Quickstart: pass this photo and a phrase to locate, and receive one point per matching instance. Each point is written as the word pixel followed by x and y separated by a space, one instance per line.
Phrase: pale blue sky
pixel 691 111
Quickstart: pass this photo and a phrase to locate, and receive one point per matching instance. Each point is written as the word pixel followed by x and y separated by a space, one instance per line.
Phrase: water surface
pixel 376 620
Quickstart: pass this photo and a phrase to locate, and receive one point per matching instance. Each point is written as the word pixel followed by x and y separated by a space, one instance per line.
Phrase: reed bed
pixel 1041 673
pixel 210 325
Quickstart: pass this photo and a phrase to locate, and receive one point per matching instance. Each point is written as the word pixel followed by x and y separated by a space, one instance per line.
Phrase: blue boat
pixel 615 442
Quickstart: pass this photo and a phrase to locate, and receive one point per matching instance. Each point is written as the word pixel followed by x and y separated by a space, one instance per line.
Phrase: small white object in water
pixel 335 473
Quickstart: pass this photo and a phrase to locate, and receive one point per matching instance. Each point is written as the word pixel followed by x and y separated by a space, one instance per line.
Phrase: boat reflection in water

--------------------------------

Output the data exactly, in full.

■ **Response area**:
Quickstart: pass this photo and a phrase to locate, and receive one point per matching instance. Each point is written as the word pixel followed by x and y separated by a space, one instance per line.
Phrase: pale blue sky
pixel 691 111
Quickstart: pass this photo and a phrase to locate, and receive one point per matching instance. Each point is written as the word pixel followed by x and y separated by a space, one instance per line.
Phrase: water surface
pixel 376 620
Quickstart: pass this photo and a phrase to locate, and receive one point per matching instance. Each point is written as the word pixel followed by x and y separated by a space, one instance per line.
Phrase: reed bed
pixel 1041 673
pixel 210 325
Quickstart: pass this photo and a phrase to locate, and receive one point per matching instance. Each point is written as the word pixel followed by x and y separated by a space, one instance per line.
Phrase: blue boat
pixel 615 442
Quickstart: pass this photo and a phrase to locate, and receive one point per matching instance. Each point is written as the word pixel followed by x and y separated by a space, one instance per line.
Phrase: small white object in water
pixel 335 473
Quickstart: pass this photo and a phrase to locate, and receive one point per matching instance. Each point is written as the word pixel followed by x and y separated by a space, one instance per line.
Phrase: boat reflection in water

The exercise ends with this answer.